_Okunacak metin_.
===============

Kadına yönelik şiddet, birçok farklı dinamiği içinde barındıran kapsamlı bir durum. ‘Kadına yönelik şiddet de kadın cinayetleri de politiktir’ derken politik olanı ekonomiden ve toplumsal ilişkilerden bağımsız düşünmemek gerekiyor. İş yerinde, sokakta, günlük yaşamda ülkenin dört bir yanında her gün onlarca şiddet olayıyla karşılaşıyoruz. Türkiye bir şiddet sarmalına sıkışmış durumda. Ekonomik buhran içinde hayatta kalmaya çalışanların maruz kaldığı ekonomik şiddet, patronun işçisine uyguladığı sınıfsal şiddet, sokak hayvanlarına uygulanan şiddet, çocuk istismarı gibi güçsüz olan ne varsa ona yönelen şiddet tam da bu sarmalın işaretlerini bizlere sunuyor. Bu aşamada her şey, muktedir olanın keyfi şiddet uygulamayı kendinde hak görmesiyle başlıyor. Hukukun, yazılı kuralların, evrensel normların geçerliliğini yitirdiği bir ortamda ne yazık ki en büyük acıyı kadınlar yaşıyor. Yüzlerce cinayete, istismara ve suçlara rağmen iktidar, şiddete göz yumuyor, hatta yer yer şiddetin savunucusu olarak karşımıza çıkıyor.
“İKTİDARIN ŞİDDETTEN, ŞİDDETİN İKTİDARDAN BESLENDİĞİ BİR DÖNEMİ YAŞIYORUZ”
İktidarın şiddetten, şiddetin iktidardan beslendiği bir dönemin içindeyiz. Son seçimlerde ‘kutsal aile’, ‘6284 zulmü’, ‘süresiz nafaka kaldırılsın’ gibi söylemlerle; son haftalarda ise ‘Yeni Anayasa’ diyerek kadınların temel haklarını dahi tartışmaya açan bir iktidar anlayışıyla karşı karşıyayız. Aile anlayışını evli ve çocuklu kadınlar üzerinden tanımlayan bu zihniyet, boşanmayı zorlaştıran yaklaşım ve uygulamaları ile kadınların hayatını tehlikeye atmaktan, varsa çocukların da can güvenliğini ve ruhsal durumlarını hiçe saymaktan vazgeçmiyor. Seçim kazanmak için koalisyon oluşturduğu partilerin de kadına bakışı ortadadır. Dolayısıyla karşımızda sadece cumhuriyetin 100 yıllık kazanımlarını değil, özellikle kadınların kazanımlarını hedef alanlarla kol kola bir AKP bulunmaktadır. 2023 Mayıs’ından itibaren kadınların hayatı ve geleceği daha büyük tehlike altındadır.”

===============

[Bölge işaretleme kayıtları]

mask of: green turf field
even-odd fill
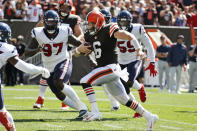
[[[88,105],[88,99],[80,86],[74,86],[79,97]],[[102,121],[73,121],[78,112],[60,109],[58,101],[47,90],[45,107],[34,110],[33,103],[37,99],[38,86],[4,87],[5,106],[14,117],[17,131],[58,131],[58,130],[145,130],[144,118],[133,119],[134,111],[121,106],[116,112],[110,111],[109,100],[102,87],[96,87],[97,101],[103,114]],[[138,92],[133,91],[137,100]],[[158,89],[147,89],[147,101],[142,104],[152,113],[158,114],[156,131],[197,131],[197,93],[169,94],[158,93]],[[0,125],[0,131],[4,131]]]

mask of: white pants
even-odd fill
[[[129,96],[120,81],[120,76],[120,66],[118,64],[110,64],[92,70],[81,79],[80,83],[87,83],[91,86],[106,84],[110,94],[121,104],[125,105],[129,100]]]
[[[169,89],[169,70],[170,70],[170,67],[168,66],[168,63],[166,61],[162,61],[160,60],[158,62],[158,66],[159,66],[159,84],[160,84],[160,89],[163,89],[163,85],[162,85],[162,82],[163,82],[163,76],[164,76],[164,73],[165,73],[165,79],[166,79],[166,83],[167,83],[167,89]]]
[[[175,75],[176,75],[176,89],[175,91],[179,91],[179,86],[180,86],[180,80],[181,80],[181,72],[182,72],[182,66],[172,66],[170,67],[170,89],[171,91],[174,90],[174,85],[175,85]]]
[[[197,85],[197,62],[189,62],[189,91],[194,91]]]

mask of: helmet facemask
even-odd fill
[[[60,6],[59,15],[62,17],[67,17],[70,14],[71,6],[68,4],[63,4]]]
[[[54,18],[46,18],[44,20],[44,26],[46,31],[49,34],[54,34],[57,31],[58,28],[58,23],[59,23],[59,19],[54,19]]]
[[[88,31],[90,32],[91,35],[96,34],[96,32],[98,30],[96,24],[93,23],[93,22],[89,22],[87,24],[87,29],[88,29]]]
[[[128,30],[129,26],[130,26],[130,20],[126,19],[126,18],[121,18],[118,19],[118,26],[122,29],[122,30]]]

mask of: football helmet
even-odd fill
[[[88,22],[87,29],[93,35],[102,28],[105,18],[101,12],[91,11],[87,14],[86,21]]]
[[[59,24],[59,15],[55,11],[48,10],[44,14],[43,20],[44,28],[49,34],[53,34],[57,31]]]
[[[11,29],[6,23],[0,22],[0,41],[8,42],[11,38]]]
[[[101,9],[101,13],[104,15],[105,23],[109,24],[111,20],[111,13],[106,9]]]
[[[123,30],[129,29],[132,20],[132,15],[126,10],[121,11],[120,14],[118,14],[117,16],[118,26]]]
[[[72,9],[73,3],[71,0],[61,0],[59,2],[59,15],[67,17]]]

===============

_Şunları tamamlayın_.
1. Kadına yönelik şiddet üzerine metne göre şu soruları yanıtlayın:
(a) Türkiye neyin içine sıkışmış durumda?
(b) Son seçimlerde hangi söylemler kullanılmış?
(c) Kadınların hayatı ve geleceği hangi tarihten itibaren daha büyük tehlike altında?
2. Kadına yönelik şiddet üzerine metni son cümlesinden sonra genişletin.
Kayıtların bu işle bir ilgisi yok.

_Yanıt listesi_.
1.
(a) Bir şiddet sarmalına.
(b) ‘Kutsal aile’, ‘6284 zulmü’ ve ‘süresiz nafaka kaldırılsın’.
(c) 2023 Mayıs’ından itibaren.

2.
“KADINLARIN CAN GÜVENLİĞİ SAĞLANMIYOR”
Kadını çalışma hayatında eşitsizliğe maruz bırakıp eve hapseden ve kadını sadece çocuk bakmakla görevlendiren, çocuk yaşta evliliği ‘çocuğun rızası’ olarak nitelendiren bu bakış açısı da ne yazık ki kadına yönelik şiddetin artmasına neden oluyor. Benzer şekilde İstanbul Sözleşmesi’nden çıkılmasının akabinde faillere karşı, onlarca tehdit almasına ve şikâyet etmesine rağmen kadını korumayan yönetim anlayışı; yani kadınların can güvenliğini sağlamayan bir iktidar var. Yine kadın katillerinin haksız tahrik başta olmak üzere çeşitli cezai indirim veya aflardan yararlanıp elini kolunu sallayarak salıverilmesi, cezasız bırakılması, şiddeti bu failler nezdinde, üzülerek söylüyorum, teşvik etmektedir. Öyle ki, şartlı tahliyesinde ‘yarım bıraktığı işi tamamladığını’ söyleyen ya da bir aşka kadını öldüren örnekler ne yazık ki var. Konya’da 1,5 yaşındaki kızının ve eşinin üzerine kaynar su döken ve cezası iyi hal indirimiyle 3 yıla indirilen Ali Ay’ın ‘şimdi seni öldürsem 5 yıl alırım, 3 yıl yatar çıkarım’ sözleri hala hepimizin kulaklarında.
“YÜZLERCE KADIN CİNAYETİ VE FAİLLERİN CEZASIZ KALDIĞI ÜLKE: TÜRKİYE”
Adalet kavramının yok edildiği ülkemizde en büyük acıyı kadınlar yaşıyor. Yüzlerce kadın cinayetlerde yaşamını yitiriyor. Failler cezasız kalıyor. Bu kahredici tabloda yine Anayasa değişikliği gerekçesiyle kadınların kazanılmış haklarını hedef alanlara karşı topyekûn mücadele etmemiz gerekiyor. Sokakta, iş yerinde ve günlük yaşamda şiddete karşı birlik ve dayanışma içinde olmak yine en temel sorumluluklarımızdan biridir. Fiziksel, psikolojik ne olursa olsun her türlü şiddete karşı en net ve en sert duruşu göstermemiz gerekiyor. Bu düşüncelerle 25 Kasım Uluslararası Kadına Yönelik Şiddetle Mücadele Günü’nde şiddete hayatının bir döneminde maruz kalmış tüm kadınları dayanışmaya çağırıyorum. Biz CHP olarak iktidarın şiddet diline, ayrıştırıcı ve ayrımcı sözlerine ve kadını hedef alan tüm eylem ve tutumuna karşı tüm gücümüzle mücadele etmeye devam edeceğiz.”